--- start Excerpted text ---

Kimmy Moon: I think, as we’ve mentioned throughout this presentation, social isolation is a huge risk factor. So, if we can have that one trusted communication channel open, where the older adult can safely seek out help and share information, that’d be great.
Audience Question: Do you have suggestions on how to intervene when an older adult is giving money to an adult child?
Eden Ruiz-Lopez: So that’s a good question, too. Oftentimes, we hear of these situations, and it kind of mirrors the statistics that we know, that financial exploitation is the most often reported form of abuse in tandem with neglect. And it really brings up, to my mind, the concept of self-determination and whether the older person is conscious of what they’re doing. It’s very hard to get involved in situations where an older person feels an obligation to take care of their loved one, and they are giving them money, according to their own free will. If there is a situation of exploitation happening, for instance, or guardians involved, and they’re, unfortunately, taking money from an older person, I feel like it’s best to always report those to entities that are able to assess and intervene. Like, getting in contact with the police, Adult Protective Services if someone’s in the community setting, or the long-term care ombudsmen for adults in long-term care settings to let authorities know that these allegations are concerning, and it might potentially be depleting someone’s life savings and impacting their well-being. I am trying to think about what else I might suggest in that situation. It just ties back to the fact that if an older person has the capacity and they could make decisions, they, have a right to give money away, even if it doesn’t necessarily serve in their best interests. But if there is someone who’s involved in that person’s life and there’s another actor that has authority over governing decisions for that person, then we have a problem.
Host: I did want to share a couple of really fantastic comments, and I’m probably not going to get some of their pronunciation correct, Marit suggested that “proper salutations are very important that no size fits all in the Hispanic culture.” And so, I thought I would share that I thought that’s really interesting, and Lauren also share that, “to increase understanding and awareness of Native and tribal issues and struggles. I highly encourage you to reach out to places like the Alaska Native Heritage Center to learn more.” So, I just wanted to share those really, really great comments, and appreciate everyone who has made those suggestions.
Audience Question: Can you give some suggestions on how to reach out to rural or sheriff’s offices, along with police departments to get on board with elder abuse organizations of all forms?

--- end Excerpted text ---

Tasks to complete ::
1 > In the records, copy everything from the line containing "Mark each instance of the sunglasses" down to the line containing "x=355 y=307", requests included, but multiply each x and y coordinate in the answers by 0.3 and round to whole numbers, with halves going up. Leave the coordinates in the requests and their format samples unchanged, and omit the pictures.
2 > Write what comes next in the transcript of the elder abuse presentation, starting after its last line.

--- start Records supplied ---

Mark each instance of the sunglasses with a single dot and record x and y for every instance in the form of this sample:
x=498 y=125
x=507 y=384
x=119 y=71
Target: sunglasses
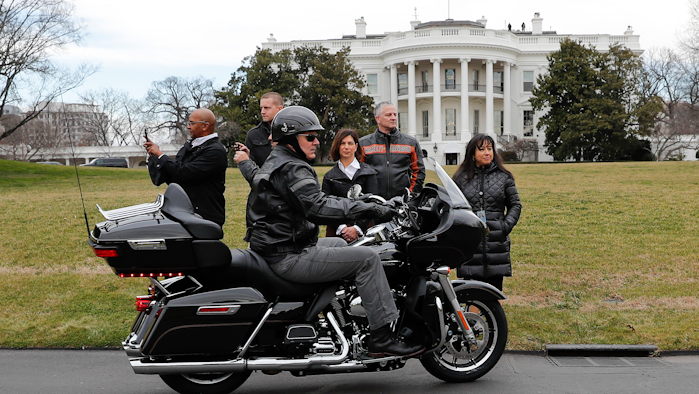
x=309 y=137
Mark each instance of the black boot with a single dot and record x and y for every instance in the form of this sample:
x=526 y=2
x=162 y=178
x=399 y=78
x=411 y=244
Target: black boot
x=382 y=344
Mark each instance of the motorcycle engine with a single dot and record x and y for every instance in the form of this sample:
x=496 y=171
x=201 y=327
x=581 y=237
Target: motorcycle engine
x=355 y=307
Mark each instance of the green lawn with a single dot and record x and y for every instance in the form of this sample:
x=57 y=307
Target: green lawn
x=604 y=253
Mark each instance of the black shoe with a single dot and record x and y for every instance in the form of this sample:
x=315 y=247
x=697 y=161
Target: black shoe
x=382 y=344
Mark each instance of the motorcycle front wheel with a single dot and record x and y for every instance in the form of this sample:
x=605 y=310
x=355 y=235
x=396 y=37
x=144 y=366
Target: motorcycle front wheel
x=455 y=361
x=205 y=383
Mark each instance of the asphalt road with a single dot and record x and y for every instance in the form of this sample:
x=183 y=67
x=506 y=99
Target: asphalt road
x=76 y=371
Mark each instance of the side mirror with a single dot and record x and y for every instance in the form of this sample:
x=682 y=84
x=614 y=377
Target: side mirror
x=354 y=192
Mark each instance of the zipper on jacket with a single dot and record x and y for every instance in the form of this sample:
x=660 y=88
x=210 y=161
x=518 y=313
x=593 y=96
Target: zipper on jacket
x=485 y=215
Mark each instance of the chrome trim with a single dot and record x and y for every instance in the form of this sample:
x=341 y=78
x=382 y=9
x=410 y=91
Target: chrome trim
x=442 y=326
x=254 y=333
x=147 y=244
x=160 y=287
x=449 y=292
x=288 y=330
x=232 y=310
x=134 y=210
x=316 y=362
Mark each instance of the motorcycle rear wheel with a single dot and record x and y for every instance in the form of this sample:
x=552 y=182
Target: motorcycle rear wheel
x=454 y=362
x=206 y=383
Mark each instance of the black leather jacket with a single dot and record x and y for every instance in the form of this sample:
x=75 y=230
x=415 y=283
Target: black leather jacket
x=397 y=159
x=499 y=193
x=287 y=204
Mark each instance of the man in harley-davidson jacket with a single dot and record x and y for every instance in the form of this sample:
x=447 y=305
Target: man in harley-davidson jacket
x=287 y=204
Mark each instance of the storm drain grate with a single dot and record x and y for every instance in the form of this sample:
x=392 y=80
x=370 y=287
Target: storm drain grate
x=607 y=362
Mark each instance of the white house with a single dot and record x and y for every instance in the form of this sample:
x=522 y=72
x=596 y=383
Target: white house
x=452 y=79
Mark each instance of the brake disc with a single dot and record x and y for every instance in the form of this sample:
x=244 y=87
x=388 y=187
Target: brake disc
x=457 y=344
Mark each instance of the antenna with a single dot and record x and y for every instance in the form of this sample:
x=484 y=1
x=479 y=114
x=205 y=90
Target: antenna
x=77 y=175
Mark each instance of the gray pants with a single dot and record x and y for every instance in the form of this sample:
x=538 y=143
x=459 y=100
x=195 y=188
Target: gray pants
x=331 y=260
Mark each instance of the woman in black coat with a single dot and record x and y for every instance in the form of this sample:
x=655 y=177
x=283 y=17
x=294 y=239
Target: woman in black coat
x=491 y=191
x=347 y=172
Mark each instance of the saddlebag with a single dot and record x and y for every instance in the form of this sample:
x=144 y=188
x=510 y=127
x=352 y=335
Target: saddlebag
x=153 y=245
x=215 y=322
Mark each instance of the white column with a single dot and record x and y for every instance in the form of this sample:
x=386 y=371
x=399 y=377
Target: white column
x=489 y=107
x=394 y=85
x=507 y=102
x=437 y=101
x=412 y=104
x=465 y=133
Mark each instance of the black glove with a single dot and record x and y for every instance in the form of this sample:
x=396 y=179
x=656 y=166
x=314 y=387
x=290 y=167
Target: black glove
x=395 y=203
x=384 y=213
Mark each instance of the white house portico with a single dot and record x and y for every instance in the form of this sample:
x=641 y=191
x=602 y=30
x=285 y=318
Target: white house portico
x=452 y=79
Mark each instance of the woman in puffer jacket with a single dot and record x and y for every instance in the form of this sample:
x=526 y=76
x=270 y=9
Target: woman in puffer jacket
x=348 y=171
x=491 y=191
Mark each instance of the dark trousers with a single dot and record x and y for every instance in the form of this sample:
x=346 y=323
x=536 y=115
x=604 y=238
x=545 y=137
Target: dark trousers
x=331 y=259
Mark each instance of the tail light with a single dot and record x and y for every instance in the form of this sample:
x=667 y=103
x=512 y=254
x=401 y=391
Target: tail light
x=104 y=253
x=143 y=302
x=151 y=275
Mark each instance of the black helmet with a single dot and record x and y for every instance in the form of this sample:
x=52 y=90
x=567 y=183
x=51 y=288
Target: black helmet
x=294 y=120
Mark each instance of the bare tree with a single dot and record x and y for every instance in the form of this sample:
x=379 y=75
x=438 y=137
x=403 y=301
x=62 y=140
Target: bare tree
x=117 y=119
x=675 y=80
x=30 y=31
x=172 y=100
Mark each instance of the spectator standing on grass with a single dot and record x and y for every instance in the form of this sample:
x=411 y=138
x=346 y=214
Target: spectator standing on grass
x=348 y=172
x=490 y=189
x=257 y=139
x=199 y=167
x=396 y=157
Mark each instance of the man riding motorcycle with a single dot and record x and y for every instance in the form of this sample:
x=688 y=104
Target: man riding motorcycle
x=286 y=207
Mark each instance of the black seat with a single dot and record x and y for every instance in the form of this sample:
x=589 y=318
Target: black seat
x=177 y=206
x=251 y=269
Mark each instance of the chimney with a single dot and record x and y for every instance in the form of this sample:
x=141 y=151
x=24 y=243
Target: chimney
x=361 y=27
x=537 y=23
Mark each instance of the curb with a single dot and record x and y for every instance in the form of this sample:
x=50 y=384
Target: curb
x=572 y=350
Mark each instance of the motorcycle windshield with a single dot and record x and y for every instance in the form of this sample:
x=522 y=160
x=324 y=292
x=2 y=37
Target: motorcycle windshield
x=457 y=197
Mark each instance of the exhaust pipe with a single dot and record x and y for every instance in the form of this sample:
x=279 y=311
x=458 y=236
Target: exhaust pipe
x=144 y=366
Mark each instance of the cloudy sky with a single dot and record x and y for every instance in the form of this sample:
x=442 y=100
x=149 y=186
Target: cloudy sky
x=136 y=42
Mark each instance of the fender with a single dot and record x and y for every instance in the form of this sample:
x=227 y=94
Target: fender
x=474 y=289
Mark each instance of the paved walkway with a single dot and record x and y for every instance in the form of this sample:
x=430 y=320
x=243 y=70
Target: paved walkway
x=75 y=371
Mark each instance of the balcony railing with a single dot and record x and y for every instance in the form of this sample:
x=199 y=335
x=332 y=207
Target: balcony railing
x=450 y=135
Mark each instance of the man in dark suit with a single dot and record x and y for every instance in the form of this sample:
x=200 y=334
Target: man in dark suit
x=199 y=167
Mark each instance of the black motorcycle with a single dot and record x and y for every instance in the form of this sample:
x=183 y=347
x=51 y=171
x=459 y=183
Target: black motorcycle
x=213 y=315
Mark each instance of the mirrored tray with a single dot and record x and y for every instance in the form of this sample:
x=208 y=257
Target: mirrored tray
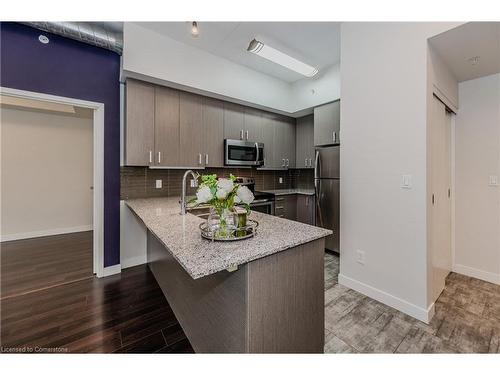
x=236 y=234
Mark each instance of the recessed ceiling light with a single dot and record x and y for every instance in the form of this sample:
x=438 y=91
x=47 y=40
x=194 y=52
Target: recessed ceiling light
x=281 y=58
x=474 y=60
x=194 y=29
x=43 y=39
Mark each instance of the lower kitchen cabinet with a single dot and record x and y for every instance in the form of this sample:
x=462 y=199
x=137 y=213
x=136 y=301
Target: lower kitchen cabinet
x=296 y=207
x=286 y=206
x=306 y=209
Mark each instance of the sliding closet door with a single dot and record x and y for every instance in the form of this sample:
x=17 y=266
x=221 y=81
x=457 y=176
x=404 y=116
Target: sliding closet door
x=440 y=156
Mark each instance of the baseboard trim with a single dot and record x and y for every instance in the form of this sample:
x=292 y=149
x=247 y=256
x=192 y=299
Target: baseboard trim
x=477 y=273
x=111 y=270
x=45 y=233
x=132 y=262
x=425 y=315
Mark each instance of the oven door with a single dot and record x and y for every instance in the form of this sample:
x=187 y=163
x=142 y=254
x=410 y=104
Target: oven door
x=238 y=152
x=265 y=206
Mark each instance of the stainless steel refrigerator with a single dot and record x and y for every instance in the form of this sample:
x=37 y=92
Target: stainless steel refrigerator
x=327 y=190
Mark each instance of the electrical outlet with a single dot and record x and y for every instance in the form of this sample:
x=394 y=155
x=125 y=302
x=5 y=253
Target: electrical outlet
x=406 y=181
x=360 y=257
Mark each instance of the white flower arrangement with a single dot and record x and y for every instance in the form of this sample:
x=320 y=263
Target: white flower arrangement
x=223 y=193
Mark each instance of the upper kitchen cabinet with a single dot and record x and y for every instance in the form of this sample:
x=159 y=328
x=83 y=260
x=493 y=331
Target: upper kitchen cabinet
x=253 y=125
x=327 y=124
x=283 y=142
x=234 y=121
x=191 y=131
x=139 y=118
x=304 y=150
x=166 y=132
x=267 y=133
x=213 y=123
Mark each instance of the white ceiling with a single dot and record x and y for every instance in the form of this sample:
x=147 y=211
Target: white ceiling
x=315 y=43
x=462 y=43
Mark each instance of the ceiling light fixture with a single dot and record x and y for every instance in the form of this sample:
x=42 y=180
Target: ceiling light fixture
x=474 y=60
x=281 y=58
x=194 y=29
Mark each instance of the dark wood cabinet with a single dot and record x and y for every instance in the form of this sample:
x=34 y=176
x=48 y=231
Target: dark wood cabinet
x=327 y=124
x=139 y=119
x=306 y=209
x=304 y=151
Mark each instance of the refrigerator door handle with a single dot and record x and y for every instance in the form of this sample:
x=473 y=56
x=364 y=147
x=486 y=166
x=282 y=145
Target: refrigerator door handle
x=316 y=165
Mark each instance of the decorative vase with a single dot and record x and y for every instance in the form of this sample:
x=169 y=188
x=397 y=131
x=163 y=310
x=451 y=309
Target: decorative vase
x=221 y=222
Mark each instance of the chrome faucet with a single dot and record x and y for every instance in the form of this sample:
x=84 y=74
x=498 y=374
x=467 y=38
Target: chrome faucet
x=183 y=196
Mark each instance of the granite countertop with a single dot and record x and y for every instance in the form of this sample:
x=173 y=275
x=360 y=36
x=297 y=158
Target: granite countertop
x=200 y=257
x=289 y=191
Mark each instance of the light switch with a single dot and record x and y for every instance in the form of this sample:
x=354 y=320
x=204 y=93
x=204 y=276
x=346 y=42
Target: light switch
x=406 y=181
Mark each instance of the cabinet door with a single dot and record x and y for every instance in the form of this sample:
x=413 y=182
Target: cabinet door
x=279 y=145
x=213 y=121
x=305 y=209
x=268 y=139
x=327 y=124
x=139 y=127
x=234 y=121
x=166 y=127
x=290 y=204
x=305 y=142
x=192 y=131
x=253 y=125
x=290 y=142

--- end Records supplied ---
--- start Records supplied ---

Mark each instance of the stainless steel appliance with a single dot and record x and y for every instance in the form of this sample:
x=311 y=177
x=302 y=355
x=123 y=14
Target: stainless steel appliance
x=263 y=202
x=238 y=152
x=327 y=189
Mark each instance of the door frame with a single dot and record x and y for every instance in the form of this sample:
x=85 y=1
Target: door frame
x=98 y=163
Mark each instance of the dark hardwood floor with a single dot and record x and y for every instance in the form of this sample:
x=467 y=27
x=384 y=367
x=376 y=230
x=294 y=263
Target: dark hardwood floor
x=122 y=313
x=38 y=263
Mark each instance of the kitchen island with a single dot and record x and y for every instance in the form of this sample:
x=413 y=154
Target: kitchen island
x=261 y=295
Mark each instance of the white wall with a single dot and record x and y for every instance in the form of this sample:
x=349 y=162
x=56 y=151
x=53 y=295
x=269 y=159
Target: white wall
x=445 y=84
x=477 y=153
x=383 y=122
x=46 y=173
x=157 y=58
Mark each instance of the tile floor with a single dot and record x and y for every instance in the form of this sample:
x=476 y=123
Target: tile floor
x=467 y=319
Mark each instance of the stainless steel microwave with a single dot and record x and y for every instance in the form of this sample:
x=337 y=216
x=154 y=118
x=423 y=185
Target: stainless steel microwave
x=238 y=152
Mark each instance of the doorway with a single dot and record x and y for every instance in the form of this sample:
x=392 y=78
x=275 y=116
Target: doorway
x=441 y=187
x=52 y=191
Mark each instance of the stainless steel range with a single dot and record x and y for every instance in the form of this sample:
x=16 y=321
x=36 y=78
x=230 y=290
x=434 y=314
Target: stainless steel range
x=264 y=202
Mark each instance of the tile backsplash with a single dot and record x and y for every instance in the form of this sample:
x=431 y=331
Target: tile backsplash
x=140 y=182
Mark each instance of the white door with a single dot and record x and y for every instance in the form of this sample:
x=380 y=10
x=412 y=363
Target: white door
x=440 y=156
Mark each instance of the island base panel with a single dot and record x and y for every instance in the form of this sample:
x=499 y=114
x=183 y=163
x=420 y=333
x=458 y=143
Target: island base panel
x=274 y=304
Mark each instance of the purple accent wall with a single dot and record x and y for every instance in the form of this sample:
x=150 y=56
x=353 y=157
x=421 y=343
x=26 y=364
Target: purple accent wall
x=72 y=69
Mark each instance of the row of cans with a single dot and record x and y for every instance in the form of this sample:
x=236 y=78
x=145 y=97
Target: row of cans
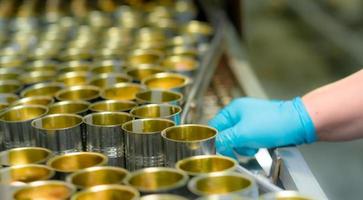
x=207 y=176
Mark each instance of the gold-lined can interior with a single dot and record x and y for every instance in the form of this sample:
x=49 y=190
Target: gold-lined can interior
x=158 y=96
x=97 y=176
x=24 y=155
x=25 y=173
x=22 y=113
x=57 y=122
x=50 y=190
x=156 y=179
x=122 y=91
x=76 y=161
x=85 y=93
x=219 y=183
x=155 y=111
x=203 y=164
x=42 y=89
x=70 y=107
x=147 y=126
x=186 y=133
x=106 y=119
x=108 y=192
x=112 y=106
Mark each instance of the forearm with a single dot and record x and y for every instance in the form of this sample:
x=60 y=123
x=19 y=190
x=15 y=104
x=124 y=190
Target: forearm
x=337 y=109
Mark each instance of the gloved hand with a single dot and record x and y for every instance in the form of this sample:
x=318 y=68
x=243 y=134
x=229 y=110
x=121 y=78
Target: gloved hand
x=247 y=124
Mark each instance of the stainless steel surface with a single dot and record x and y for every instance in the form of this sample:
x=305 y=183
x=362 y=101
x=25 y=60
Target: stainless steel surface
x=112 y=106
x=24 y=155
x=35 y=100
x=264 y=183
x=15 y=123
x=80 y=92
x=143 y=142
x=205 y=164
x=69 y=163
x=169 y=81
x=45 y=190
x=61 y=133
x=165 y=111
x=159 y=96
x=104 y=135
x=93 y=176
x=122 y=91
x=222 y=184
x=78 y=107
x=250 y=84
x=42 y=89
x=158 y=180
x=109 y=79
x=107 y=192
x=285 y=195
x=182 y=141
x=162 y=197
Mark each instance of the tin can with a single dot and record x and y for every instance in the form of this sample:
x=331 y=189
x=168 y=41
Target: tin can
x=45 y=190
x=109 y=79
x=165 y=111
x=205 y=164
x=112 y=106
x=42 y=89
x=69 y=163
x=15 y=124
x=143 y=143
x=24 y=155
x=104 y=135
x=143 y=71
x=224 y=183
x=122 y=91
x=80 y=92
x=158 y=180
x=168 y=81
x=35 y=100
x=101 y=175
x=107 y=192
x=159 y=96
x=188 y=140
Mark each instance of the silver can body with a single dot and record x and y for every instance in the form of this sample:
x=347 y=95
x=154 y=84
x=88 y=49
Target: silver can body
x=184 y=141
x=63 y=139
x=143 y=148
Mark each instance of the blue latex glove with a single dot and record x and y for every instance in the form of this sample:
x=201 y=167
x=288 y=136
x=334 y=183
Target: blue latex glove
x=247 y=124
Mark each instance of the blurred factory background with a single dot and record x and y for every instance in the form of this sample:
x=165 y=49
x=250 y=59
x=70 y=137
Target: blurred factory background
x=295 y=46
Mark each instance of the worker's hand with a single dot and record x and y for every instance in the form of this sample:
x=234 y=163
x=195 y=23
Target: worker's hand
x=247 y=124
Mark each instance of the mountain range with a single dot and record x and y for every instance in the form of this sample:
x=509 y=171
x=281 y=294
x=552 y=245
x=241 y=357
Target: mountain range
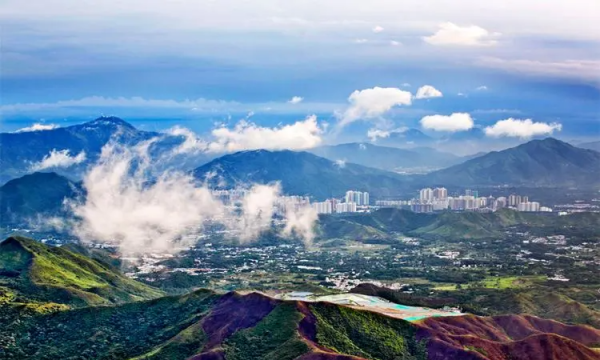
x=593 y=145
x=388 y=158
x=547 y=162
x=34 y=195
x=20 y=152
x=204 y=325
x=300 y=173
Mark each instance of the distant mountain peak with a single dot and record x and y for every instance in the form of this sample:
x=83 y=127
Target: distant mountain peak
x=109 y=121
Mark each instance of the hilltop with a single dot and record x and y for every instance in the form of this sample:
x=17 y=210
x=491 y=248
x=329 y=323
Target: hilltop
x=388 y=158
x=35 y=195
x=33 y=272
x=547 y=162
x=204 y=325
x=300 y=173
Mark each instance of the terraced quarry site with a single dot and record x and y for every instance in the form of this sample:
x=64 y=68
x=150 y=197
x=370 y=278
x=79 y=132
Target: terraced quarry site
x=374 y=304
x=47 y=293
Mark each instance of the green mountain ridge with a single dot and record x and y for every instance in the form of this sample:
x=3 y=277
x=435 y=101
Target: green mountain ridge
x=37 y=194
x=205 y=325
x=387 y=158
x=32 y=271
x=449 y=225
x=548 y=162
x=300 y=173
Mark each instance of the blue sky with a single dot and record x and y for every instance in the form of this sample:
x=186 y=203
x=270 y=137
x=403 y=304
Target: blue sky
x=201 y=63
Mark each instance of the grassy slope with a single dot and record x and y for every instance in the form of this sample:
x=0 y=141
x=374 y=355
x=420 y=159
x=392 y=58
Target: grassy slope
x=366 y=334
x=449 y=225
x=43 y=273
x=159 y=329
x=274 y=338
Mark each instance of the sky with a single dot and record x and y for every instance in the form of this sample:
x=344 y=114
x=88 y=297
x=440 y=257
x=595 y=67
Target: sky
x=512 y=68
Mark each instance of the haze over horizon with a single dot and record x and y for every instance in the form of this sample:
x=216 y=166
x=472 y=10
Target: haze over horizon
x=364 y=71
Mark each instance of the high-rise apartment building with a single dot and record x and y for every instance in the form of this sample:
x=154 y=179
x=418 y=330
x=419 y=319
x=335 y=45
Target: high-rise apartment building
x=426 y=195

--- end Records supplied ---
--- start Records supplied ---

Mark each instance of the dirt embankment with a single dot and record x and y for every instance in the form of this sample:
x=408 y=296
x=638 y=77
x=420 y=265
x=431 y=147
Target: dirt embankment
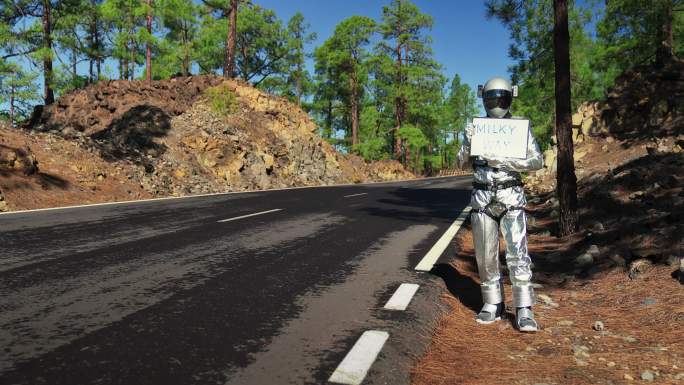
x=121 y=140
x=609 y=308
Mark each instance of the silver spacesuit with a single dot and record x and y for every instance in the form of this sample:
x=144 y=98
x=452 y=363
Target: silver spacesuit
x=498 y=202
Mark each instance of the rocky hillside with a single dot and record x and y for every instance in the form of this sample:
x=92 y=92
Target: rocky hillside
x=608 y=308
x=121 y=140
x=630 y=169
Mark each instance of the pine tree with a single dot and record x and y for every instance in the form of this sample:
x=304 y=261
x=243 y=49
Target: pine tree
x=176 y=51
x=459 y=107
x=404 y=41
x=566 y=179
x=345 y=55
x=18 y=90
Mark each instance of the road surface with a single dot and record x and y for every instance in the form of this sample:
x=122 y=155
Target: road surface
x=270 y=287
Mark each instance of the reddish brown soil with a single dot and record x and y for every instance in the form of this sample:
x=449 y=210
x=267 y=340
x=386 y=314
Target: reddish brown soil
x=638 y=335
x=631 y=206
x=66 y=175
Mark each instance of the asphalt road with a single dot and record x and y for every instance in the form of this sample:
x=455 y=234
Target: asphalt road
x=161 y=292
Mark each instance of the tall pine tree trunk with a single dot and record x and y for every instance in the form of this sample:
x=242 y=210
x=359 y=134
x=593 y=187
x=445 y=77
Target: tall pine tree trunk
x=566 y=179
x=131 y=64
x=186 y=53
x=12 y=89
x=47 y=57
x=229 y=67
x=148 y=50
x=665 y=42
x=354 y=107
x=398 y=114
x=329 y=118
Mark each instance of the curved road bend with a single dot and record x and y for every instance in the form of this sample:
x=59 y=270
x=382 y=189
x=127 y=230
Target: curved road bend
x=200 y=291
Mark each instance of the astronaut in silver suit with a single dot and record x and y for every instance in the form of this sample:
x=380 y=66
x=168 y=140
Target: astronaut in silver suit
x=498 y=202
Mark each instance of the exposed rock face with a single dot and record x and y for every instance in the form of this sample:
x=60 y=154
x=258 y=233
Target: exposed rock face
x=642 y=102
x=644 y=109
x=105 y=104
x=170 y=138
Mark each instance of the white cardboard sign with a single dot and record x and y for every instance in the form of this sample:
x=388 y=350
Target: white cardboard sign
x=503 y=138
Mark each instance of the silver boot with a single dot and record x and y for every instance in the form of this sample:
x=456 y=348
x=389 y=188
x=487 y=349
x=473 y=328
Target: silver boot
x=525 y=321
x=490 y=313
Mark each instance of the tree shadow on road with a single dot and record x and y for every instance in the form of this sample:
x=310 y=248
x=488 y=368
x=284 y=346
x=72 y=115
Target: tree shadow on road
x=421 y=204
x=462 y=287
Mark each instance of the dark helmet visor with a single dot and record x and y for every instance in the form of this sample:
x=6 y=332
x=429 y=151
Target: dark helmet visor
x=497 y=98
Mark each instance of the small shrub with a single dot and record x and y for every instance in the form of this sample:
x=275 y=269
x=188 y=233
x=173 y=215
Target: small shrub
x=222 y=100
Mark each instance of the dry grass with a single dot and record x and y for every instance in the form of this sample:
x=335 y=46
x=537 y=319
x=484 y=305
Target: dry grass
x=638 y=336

--- end Records supplied ---

Expected outputs ::
1 >
Mark each instance of the sunglasses with a single dot and record x and y for every instance in the form of this sample:
x=498 y=125
x=507 y=384
x=119 y=71
Target: sunglasses
x=93 y=41
Mark each instance of the black boot with a single dot and record x and y for every instance in the form of this sample:
x=526 y=2
x=162 y=178
x=399 y=78
x=411 y=244
Target: black boot
x=115 y=103
Mark each instance of the motorcycle engine with a single dot and record x and y for every instance in the form of this sample:
x=496 y=171
x=201 y=327
x=581 y=237
Target: motorcycle engine
x=107 y=92

2 >
Eden Ruiz-Lopez: That’s a really good question. You know, there is a database online. I think it’s https://www.usacops.com/that has a full listing of all the police precincts in every single jurisdiction, every county, every commonwealth throughout the country. And in terms of really broaching the topic of elder abuse, I think it’s all a matter of building rapport with them and talking to them about why they should prioritize and be interested in elder abuse. And really making a connection to either pull in another party who’s capable of providing elder abuse, awareness presentations. Or if there’s someone in your organization or office who would be willing to do that and just really sitting down and have a conversation about what your concerns are, what it is that you’re witnessing, and really building relationships with law enforcement. I know it can be challenging, especially in rural areas, because they’re thinking about, I don’t know, remote counties in the mid-west and north-east. I know that, like, social service workers and police will be in charge of the county, where potentially it takes two hours to travel to the other side. And we think about areas like Alaska where people have to take little planes to jump around to other islands just to investigate allegations that are brought to their attention. It’s very complex. So, the way that we always approach it is just education, forming relationships and communicating with people that you wouldn’t otherwise communicate with. Just maybe picking up the phone, having a conversation with the police. Pulling in other organizations who would be willing to collaborate on some sort of training and education. Just offering that source in the event that people don’t necessarily have the financial means to spearhead these types of divisions or departments or have investigators on board that can look into elder abuse. It just really all starts by communication and education.
Kimmy Moon: I just want to mention, one resource that I dropped into the chatbox too. In 2018, the US DOJ, and the Department of Agriculture got together and launched this Rural and Tribal Elder Justice Resource Guide That’ll give you a lot of pointers when you are introducing the topic to those who are you’re trying to connect with.